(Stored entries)
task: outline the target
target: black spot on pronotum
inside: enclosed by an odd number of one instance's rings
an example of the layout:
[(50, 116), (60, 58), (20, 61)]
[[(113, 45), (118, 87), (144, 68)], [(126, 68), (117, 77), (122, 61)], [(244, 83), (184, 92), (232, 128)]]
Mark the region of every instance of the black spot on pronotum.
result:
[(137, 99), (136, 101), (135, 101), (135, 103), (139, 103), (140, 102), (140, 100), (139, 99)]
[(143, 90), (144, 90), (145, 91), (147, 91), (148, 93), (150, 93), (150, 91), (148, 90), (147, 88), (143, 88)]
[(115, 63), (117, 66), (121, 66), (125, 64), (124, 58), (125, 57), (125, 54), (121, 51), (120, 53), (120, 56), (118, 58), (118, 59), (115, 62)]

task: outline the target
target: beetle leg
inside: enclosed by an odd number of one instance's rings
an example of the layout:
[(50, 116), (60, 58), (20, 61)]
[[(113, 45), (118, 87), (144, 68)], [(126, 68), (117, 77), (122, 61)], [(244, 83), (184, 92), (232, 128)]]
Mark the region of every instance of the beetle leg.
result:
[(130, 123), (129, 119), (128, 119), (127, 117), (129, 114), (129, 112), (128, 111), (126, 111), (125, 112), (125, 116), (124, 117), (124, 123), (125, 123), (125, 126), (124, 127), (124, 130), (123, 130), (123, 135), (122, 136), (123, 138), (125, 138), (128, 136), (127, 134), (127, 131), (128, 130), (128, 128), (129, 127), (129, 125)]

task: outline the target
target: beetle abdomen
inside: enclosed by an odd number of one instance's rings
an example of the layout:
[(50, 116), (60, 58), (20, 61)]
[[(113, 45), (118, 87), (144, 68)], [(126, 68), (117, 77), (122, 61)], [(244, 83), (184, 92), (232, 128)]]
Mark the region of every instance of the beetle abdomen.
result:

§ **Exercise prompt**
Count how many lines in the entries above contain the string "spot", with case taken into account. Reply with the number alone.

§ **Expected answer**
2